Provided passage:
Tomorrow the family are descending, en-masse, on Brands Hatch to watch SIL race, probably his last one as his funds are running out. The weather looks as if it will be horrid but we have been offered a corporate box so us softy girls can at least keep warm whilst the men patrol the track and pits.
Amy and her Mummy came round this morning and we had a good talk about tentative plans for when Van and Lorry put in an appearance. On Wednesday she has a consultant appointment and another scan, I'm hoping that she will be given a date for her section, weeks away yet but it will give me time to request the fortnight off work. She also questioned me about what to do if something happens whilst she is at work, difficult to answer really as there as so many scenarios, so the best advice I could offer was if it seems non-urgent get someone to drive you to the hospital you are booked at but if it seems urgent then call an ambulance and they will take you to the nearest, most appropriate one. That is the nub of the question really, what 'something' is she thinking of? For the first time today she voiced her fear of the twins arriving really early. I think this is possibly due to the rate at which her bump is growing, day by day it is increasing, and so she is now sure that she will have them before the 36weeks planned by the consultant. Already she is experiencing breathlessness, it is uncomfortable for her to bend forward as it feels tender at the top of her bump, and getting to sleep is difficult as, which ever side she lies on, one of the babies objects and starts to kick madly. Whilst we were on the subject of prem birth I broached the shortage of NICU cots and the chance that the babies could end up in different units, luckily she had already appreciated that because of her sister's threatened prem birth with Izzy and the treat of a journey to Bristol. Once she gets to 28 weeks I will begin to feel much more positive and every day past that milestone will be a blessing.
I see whilst I was away in Brum that NHS blog doctor has been scribing about free-birthers and independant midwives, interesting entry causing much debate about the right of the unborn baby. If only I had a laptop then I would have picked up on it earlier and commented.
If anyone is interested in the Independant Midwives lack of insurance debate then please look here my favourite G.P has given this blog a mention in his BritMed weekly awards, I love a good mud-slinging fest.

Entries supplied:
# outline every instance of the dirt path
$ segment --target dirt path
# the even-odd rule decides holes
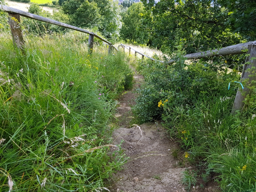
[[[140,86],[143,77],[136,75],[134,79],[136,89]],[[186,191],[181,182],[182,172],[191,167],[184,166],[180,160],[172,155],[173,151],[178,151],[179,147],[169,138],[160,122],[148,123],[129,128],[132,116],[131,107],[135,104],[136,96],[133,91],[128,92],[120,100],[120,106],[117,108],[116,116],[120,127],[113,134],[114,144],[122,143],[122,148],[130,161],[125,164],[124,170],[114,176],[115,186],[111,191]],[[178,153],[175,157],[183,159],[183,153]],[[205,191],[204,189],[196,186],[193,191]]]

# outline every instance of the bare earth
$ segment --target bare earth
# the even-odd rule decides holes
[[[137,74],[134,79],[136,89],[140,86],[143,77]],[[125,165],[125,168],[114,176],[115,183],[111,191],[186,191],[181,181],[182,172],[192,168],[186,165],[187,164],[180,165],[179,163],[180,159],[184,158],[184,152],[178,155],[179,160],[172,155],[172,152],[179,148],[170,138],[160,122],[147,123],[129,128],[132,116],[131,107],[135,104],[137,96],[134,91],[124,94],[119,101],[120,107],[117,108],[118,113],[116,116],[121,127],[113,133],[114,144],[122,142],[122,148],[130,159]],[[213,191],[217,188],[215,185],[211,183],[204,189],[195,186],[195,189],[192,189],[195,192]]]
[[[17,9],[19,9],[21,11],[28,12],[28,7],[29,7],[30,4],[28,3],[20,3],[20,2],[16,2],[15,1],[8,1],[8,0],[5,1],[5,3],[7,4],[7,6],[12,8],[15,8]],[[50,7],[42,7],[43,9],[45,11],[48,11],[51,13],[52,13],[53,9]],[[57,10],[56,10],[57,11]]]

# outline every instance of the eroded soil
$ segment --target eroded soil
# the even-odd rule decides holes
[[[119,101],[116,116],[120,128],[113,135],[114,144],[122,143],[129,157],[125,168],[114,175],[114,186],[111,191],[125,192],[181,192],[186,191],[181,181],[182,172],[192,168],[183,162],[184,151],[170,138],[160,122],[132,125],[131,107],[135,104],[134,89],[140,87],[143,76],[135,76],[133,90],[125,93]],[[132,126],[131,126],[132,125]],[[132,127],[132,128],[130,127]],[[172,153],[179,151],[174,158]],[[195,192],[214,191],[217,188],[210,183],[202,188],[193,187]]]

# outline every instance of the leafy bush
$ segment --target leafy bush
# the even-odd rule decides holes
[[[237,70],[228,69],[223,58],[188,63],[181,56],[184,54],[176,52],[177,61],[171,65],[151,60],[140,63],[138,68],[145,82],[138,90],[133,111],[143,122],[161,118],[187,151],[185,158],[191,163],[202,162],[206,165],[201,168],[208,176],[218,173],[224,191],[255,191],[256,90],[253,83],[245,109],[234,115],[231,111],[240,85],[232,83],[240,79]],[[191,176],[186,173],[184,181],[192,179]]]
[[[93,148],[110,140],[113,99],[132,78],[126,59],[105,46],[89,55],[76,32],[28,34],[25,55],[1,35],[0,191],[103,189],[125,158]]]
[[[21,2],[22,3],[30,3],[30,0],[11,0],[13,1],[17,2]]]

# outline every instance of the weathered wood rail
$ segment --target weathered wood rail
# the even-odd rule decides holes
[[[130,46],[128,46],[128,45],[124,45],[123,44],[121,44],[121,45],[118,46],[118,48],[119,47],[123,47],[123,49],[124,50],[124,50],[124,50],[124,48],[126,48],[127,49],[129,50],[129,55],[130,55],[131,54],[131,50],[133,50],[134,51],[134,52],[135,52],[134,55],[135,56],[136,56],[136,55],[137,55],[137,53],[138,53],[138,54],[140,54],[140,55],[141,55],[141,59],[144,59],[144,57],[145,56],[145,57],[147,57],[147,58],[148,58],[148,59],[151,59],[152,61],[157,60],[158,61],[159,61],[159,62],[161,62],[161,63],[164,63],[164,61],[159,61],[158,60],[156,60],[156,59],[153,59],[152,57],[150,57],[145,55],[145,54],[144,54],[143,53],[141,53],[141,52],[138,52],[137,51],[136,51],[135,49],[133,49],[132,48],[132,47],[131,47]],[[128,48],[127,48],[127,47],[129,47],[129,49]]]
[[[16,9],[14,9],[14,8],[7,7],[2,4],[0,5],[0,10],[8,13],[11,17],[11,18],[9,18],[9,21],[10,28],[11,28],[11,32],[12,35],[13,43],[19,48],[20,48],[24,46],[24,41],[23,37],[22,36],[21,29],[19,27],[19,23],[20,22],[20,16],[22,16],[27,18],[48,23],[53,25],[78,31],[88,34],[89,35],[89,52],[92,52],[93,39],[94,37],[108,44],[109,45],[109,47],[110,49],[114,48],[116,51],[118,51],[117,49],[111,42],[100,36],[93,32],[91,32],[85,29],[44,17],[32,14],[32,13]],[[12,19],[12,18],[13,18],[16,19],[17,20]]]
[[[187,59],[190,60],[206,58],[220,55],[225,56],[230,55],[246,53],[246,52],[244,52],[244,50],[248,49],[249,46],[253,45],[256,45],[256,41],[231,45],[220,49],[216,49],[194,53],[187,54],[184,55],[184,57],[187,58]],[[167,61],[167,64],[172,64],[175,62],[175,61],[174,60],[171,60]]]

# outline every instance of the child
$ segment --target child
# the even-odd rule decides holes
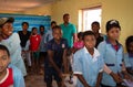
[[[30,51],[32,54],[33,70],[39,73],[39,47],[40,47],[41,36],[38,34],[38,29],[32,28],[30,36]]]
[[[80,50],[84,46],[84,44],[83,44],[83,32],[78,33],[78,39],[79,39],[79,41],[74,42],[74,44],[73,44],[73,47],[74,47],[75,51],[78,51],[78,50]]]
[[[44,37],[45,37],[44,30],[45,30],[44,25],[39,26],[39,32],[40,32],[40,36],[41,36],[40,48],[39,48],[39,51],[40,51],[40,53],[39,53],[40,73],[39,74],[43,74],[42,64],[44,63],[44,58],[47,57],[47,46],[44,43]]]
[[[25,87],[21,72],[10,64],[10,53],[0,45],[0,87]]]
[[[103,58],[95,46],[95,36],[92,31],[83,33],[84,47],[75,52],[73,57],[73,73],[78,76],[76,87],[99,87],[99,74],[103,68]]]
[[[123,81],[119,76],[123,73],[124,78],[129,77],[126,69],[123,64],[123,47],[119,43],[121,26],[119,21],[110,20],[106,22],[106,34],[105,41],[101,42],[98,46],[101,55],[103,56],[106,67],[110,69],[110,75],[103,73],[102,87],[115,87],[120,86]]]
[[[25,66],[21,56],[20,39],[18,33],[13,32],[13,18],[0,18],[0,43],[6,45],[11,54],[11,64],[17,66],[27,75]]]
[[[91,24],[92,26],[92,32],[94,33],[95,37],[96,37],[96,44],[95,47],[98,47],[98,45],[104,40],[104,35],[102,33],[100,33],[100,23],[98,21],[92,22]]]
[[[125,42],[127,53],[124,54],[124,62],[127,73],[133,75],[133,35],[129,36]]]
[[[62,39],[62,31],[59,25],[53,28],[53,39],[48,42],[48,61],[44,65],[44,80],[47,87],[52,87],[52,76],[58,83],[58,87],[62,87],[62,67],[64,66],[64,73],[66,72],[66,61],[64,58],[65,50],[68,48],[68,42]]]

To do:
Rewrite the paragraph of the blog post that begins "Amy and her Mummy came round" as a short bulleted list that keeps its main facts. The lines play no part in this.

Task response:
- Amy and her mother visited in the morning to discuss tentative plans for the arrival of the twins, Van and Lorry.
- On Wednesday Amy has a consultant appointment and another scan. The writer hopes she will get a date for her section so there is time to request two weeks off work.
- Amy asked what to do if something happens while she is at work:
  - If it seems non-urgent, she should have someone drive her to the hospital she is booked at.
  - If it seems urgent, she should call an ambulance, which will take her to the nearest appropriate hospital.
- For the first time, Amy voiced a fear that the twins will arrive very early. This is likely because her bump grows day by day, and she is now sure they will come before the consultant's planned 36 weeks.
- She already has several symptoms:
  - breathlessness
  - tenderness at the top of her bump when bending forward
  - trouble sleeping, because one baby kicks whichever side she lies on
- The writer raised the shortage of NICU cots and the chance the babies could end up in different units. Amy already understood this from her sister's threatened premature birth with Izzy and the prospect of a journey to Bristol.
- The writer will feel more positive once Amy reaches 28 weeks, and every day past that will be a blessing.